Source data
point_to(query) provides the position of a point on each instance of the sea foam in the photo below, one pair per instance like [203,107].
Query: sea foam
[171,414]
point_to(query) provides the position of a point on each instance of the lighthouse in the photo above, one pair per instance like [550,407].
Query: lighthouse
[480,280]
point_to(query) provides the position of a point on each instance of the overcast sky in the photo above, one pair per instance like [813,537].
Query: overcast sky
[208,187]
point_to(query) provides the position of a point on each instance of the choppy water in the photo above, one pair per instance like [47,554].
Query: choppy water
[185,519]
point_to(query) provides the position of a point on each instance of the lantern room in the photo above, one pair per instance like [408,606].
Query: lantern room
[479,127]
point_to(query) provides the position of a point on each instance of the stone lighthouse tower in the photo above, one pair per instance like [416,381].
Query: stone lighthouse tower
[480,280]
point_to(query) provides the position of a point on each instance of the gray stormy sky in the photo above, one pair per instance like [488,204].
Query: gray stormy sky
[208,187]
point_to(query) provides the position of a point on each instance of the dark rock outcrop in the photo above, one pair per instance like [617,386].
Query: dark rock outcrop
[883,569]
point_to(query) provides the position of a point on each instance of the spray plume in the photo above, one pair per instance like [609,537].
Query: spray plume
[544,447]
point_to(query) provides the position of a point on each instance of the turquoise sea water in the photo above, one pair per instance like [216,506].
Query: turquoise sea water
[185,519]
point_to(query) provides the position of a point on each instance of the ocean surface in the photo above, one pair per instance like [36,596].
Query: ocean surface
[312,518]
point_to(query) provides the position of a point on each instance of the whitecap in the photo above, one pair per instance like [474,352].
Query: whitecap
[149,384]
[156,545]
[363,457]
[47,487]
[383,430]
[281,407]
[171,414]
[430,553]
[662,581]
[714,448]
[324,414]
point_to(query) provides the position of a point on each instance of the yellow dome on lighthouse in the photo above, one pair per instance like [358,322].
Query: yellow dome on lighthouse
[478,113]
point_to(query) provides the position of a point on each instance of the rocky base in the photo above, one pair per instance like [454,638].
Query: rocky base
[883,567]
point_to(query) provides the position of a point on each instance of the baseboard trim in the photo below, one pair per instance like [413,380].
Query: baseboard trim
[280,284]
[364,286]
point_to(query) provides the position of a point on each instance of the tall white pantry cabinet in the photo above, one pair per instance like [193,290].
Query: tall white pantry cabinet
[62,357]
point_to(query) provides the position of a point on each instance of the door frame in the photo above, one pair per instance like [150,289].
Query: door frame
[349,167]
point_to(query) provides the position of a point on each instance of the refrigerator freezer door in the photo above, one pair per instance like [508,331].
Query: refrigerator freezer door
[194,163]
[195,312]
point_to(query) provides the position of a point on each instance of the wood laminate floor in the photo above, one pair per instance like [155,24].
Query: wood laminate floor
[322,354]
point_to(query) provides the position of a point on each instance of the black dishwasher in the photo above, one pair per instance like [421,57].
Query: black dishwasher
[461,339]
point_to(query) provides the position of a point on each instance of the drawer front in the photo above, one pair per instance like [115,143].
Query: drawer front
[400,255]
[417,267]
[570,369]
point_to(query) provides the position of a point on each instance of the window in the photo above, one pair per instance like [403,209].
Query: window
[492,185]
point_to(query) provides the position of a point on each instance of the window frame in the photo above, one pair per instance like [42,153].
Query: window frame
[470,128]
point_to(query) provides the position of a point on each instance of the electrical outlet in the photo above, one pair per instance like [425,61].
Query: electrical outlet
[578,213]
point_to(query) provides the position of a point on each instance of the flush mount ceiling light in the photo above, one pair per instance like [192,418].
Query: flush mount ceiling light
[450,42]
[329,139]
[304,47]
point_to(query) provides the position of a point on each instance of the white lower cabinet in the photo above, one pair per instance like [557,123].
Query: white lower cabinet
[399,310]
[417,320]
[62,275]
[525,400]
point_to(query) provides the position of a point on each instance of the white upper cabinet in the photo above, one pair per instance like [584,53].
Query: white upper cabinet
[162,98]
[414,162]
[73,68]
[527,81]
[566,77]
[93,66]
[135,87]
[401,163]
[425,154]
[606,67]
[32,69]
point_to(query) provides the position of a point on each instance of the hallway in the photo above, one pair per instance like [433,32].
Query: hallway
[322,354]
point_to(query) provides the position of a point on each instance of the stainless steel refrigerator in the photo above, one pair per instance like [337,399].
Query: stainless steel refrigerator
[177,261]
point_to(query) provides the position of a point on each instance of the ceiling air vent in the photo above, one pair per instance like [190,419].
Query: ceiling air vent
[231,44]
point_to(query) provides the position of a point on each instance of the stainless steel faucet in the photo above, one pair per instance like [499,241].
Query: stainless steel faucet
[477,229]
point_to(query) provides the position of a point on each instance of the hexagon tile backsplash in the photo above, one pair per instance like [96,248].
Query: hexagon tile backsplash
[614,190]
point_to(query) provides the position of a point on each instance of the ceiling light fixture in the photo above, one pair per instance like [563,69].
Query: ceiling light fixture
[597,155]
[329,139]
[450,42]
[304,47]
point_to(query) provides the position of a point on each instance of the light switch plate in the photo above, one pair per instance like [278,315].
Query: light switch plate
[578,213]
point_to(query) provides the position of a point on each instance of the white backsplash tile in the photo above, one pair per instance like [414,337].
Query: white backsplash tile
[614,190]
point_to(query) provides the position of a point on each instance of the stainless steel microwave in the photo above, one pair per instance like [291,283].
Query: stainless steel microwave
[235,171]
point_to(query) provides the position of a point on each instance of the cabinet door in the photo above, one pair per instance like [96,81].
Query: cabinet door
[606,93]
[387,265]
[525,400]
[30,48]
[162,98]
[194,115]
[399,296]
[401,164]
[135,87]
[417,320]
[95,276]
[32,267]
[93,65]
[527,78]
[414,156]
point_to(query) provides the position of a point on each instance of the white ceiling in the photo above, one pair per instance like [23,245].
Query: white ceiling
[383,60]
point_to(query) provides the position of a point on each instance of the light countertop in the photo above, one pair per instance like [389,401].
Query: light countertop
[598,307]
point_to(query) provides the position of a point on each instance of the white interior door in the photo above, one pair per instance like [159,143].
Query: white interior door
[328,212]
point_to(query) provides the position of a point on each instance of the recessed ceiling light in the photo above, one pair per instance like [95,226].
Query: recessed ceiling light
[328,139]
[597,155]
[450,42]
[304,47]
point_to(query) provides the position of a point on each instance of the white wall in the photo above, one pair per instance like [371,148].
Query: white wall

» **What is needed**:
Please rewrite the items above, replacing every "provides" with "returns" and leaving everything else unchanged.

» **The solution**:
point_to(query) returns the position of a point on each instance of the sea foam in the photo below, one pair per instance like [203,107].
Query: sea foam
[171,414]
point_to(query) returns the position of a point on each instance of the lighthouse in the photo above, one pair per instance like [550,407].
Query: lighthouse
[480,280]
point_to(query) returns the position of a point on each instance of the overcast sky in the photo above, one pair per instance like [813,537].
Query: overcast sky
[208,187]
point_to(query) returns the position of a point on each instance of the choppy water in the photo above, one pair per instance like [47,554].
Query: choppy water
[185,519]
point_to(query) returns the position of a point on each instance of the lantern room in the photo above, one pair per instance like [408,606].
Query: lantern room
[479,127]
point_to(query) returns the position of a point on each instance of the stone lighthouse tower in the photo above, one pair per instance like [416,381].
Query: stone lighthouse tower
[480,280]
point_to(query) returns the position of a point on each instance of the gray stormy sky in the photo above, one pair per instance like [488,204].
Query: gray stormy sky
[208,187]
point_to(query) returns the position of a point on each instance of the dark rock outcrop in the photo above, one pair per instance like [617,386].
Query: dark rock outcrop
[883,569]
point_to(query) returns the position of a point on each instance of the spray plume in the photo above, one pair per instance like [609,537].
Query: spray plume
[544,447]
point_to(query) returns the position of a point on each instance of the turquoise sea water in the photo above, one pair per instance like [216,506].
Query: turquoise sea water
[185,519]
point_to(query) returns the position of a point on each instance of the ocean surface in the photo above, one pair per instance like [36,596].
Query: ocean surface
[312,518]
point_to(query) returns the position of a point on each instance of the whitecap in the photo above, one pair per instance like [474,352].
Query: whitecap
[149,384]
[156,545]
[363,457]
[47,487]
[383,430]
[281,407]
[171,414]
[430,553]
[662,581]
[714,448]
[324,414]
point_to(query) returns the position of a point on each instance of the yellow dome on lighthouse in the photo above, one pair per instance like [358,322].
Query: yellow dome on lighthouse
[478,113]
point_to(query) returns the position of a point on each instance of the rocky base in the photo above, one pair per instance like [454,638].
Query: rocky base
[883,567]
point_to(query) returns the position of a point on each instance of the baseboard trim in the photo below, one pair per instance like [413,380].
Query: baseboard trim
[280,284]
[364,286]
point_to(query) returns the position of a point on each instance of the tall white pantry cabinet in the photo above, one pair per instance like [193,290].
Query: tall white pantry cabinet
[62,357]
point_to(query) returns the position of a point on each instance of the door frame in the photo above, one pair per instance like [150,289].
Query: door frame
[349,167]
point_to(query) returns the position of a point on each instance of the refrigerator freezer door in the photo above, one pair per instance like [508,331].
Query: refrigerator freezer door
[194,163]
[195,312]
point_to(query) returns the position of a point on each instance of the wood laminate floor in the photo above, one pair per instance like [155,24].
Query: wood laminate floor
[322,354]
point_to(query) returns the position of a point on each instance of the black dishwasher in the photo above, one pair per instance like [421,57].
Query: black dishwasher
[461,339]
point_to(query) returns the position of a point on each instance of the drawer front in the photo above, one pair per instance like [115,143].
Query: drawer front
[400,255]
[417,267]
[570,369]
point_to(query) returns the position of a point on each instance of the window in the photo above, one pair per instance like [403,209].
Query: window
[492,185]
point_to(query) returns the position of a point on each instance of the window frame in the photo above, one pair per instance like [42,153].
Query: window frame
[470,128]
point_to(query) returns the position of a point on each instance of the electrical outlet in the photo above, one pair per instance like [425,61].
Query: electrical outlet
[578,213]
point_to(query) returns the position of a point on each instance of the flush mount ceiling light in the photo above, one pair per instance like [192,418].
Query: flush mount ceiling light
[450,42]
[329,139]
[304,47]
point_to(query) returns the position of a point on each instance of the white lower cabinet in the photo above, one pair per instance like [557,123].
Query: white lower cabinet
[399,310]
[417,320]
[62,275]
[525,400]
point_to(query) returns the position of a point on each instance of the white upper cabinet in the photo above, one pair per instance like [584,53].
Query: white upper cabinet
[162,98]
[414,162]
[73,68]
[527,81]
[566,77]
[93,66]
[135,87]
[401,163]
[425,154]
[606,67]
[32,69]
point_to(query) returns the position of a point on each instance of the hallway in the photo above, one pair per instance like [433,32].
Query: hallway
[322,354]
point_to(query) returns the position of a point on each instance of the stainless steel refrigerator in the photo above, one pair per instance like [337,399].
Query: stainless steel refrigerator
[177,261]
point_to(query) returns the position of a point on each instance of the ceiling air vent in the photo above, one pair per instance like [190,419].
Query: ceiling air vent
[231,44]
point_to(query) returns the position of a point on each instance of the stainless steel faucet in the photo above, one pair per instance like [499,241].
Query: stainless steel faucet
[477,229]
point_to(query) returns the position of a point on each instance of the hexagon tile backsplash in the photo above, one pair per instance like [96,248].
Query: hexagon tile backsplash
[614,190]
point_to(query) returns the position of a point on each instance of the ceiling light fixture in the photo above, one pair per instance like [563,69].
Query: ceiling light fixture
[597,155]
[329,139]
[450,42]
[304,47]
point_to(query) returns the position of a point on each instance of the light switch plate in the photo above, one pair per instance like [278,315].
Query: light switch plate
[578,213]
point_to(query) returns the position of a point on each instance of the white backsplash tile in the photo above, one pair per instance like [414,337].
Query: white backsplash tile
[614,190]
point_to(query) returns the position of a point on each instance of the stainless steel microwave in the photo above, one pair per instance like [291,283].
Query: stainless steel microwave
[235,171]
point_to(query) returns the position of a point on each instance of the cabinet door in the photo above, one pair per instance like [96,81].
Query: cabinet door
[606,93]
[387,265]
[525,400]
[30,48]
[162,98]
[194,115]
[399,296]
[401,164]
[135,87]
[417,320]
[95,276]
[32,267]
[93,65]
[527,78]
[414,156]
point_to(query) returns the position of a point on each instance of the white ceiling in the photo above, one pair per instance like [23,245].
Query: white ceiling
[383,60]
point_to(query) returns the position of a point on each instance of the light countertop in the photo above, one pair per instance like [389,401].
Query: light countertop
[598,307]
point_to(query) returns the position of a point on each instance of the white interior door in the photo above, one pair per instance like [159,143].
Query: white interior door
[328,212]
point_to(query) returns the position of a point on each instance of the recessed ceiling light in the photo above, one pair per instance like [95,226].
Query: recessed ceiling light
[328,139]
[597,155]
[450,42]
[304,47]
point_to(query) returns the position of a point on each instance of the white wall in the photo above, one pair per instance like [371,148].
Query: white wall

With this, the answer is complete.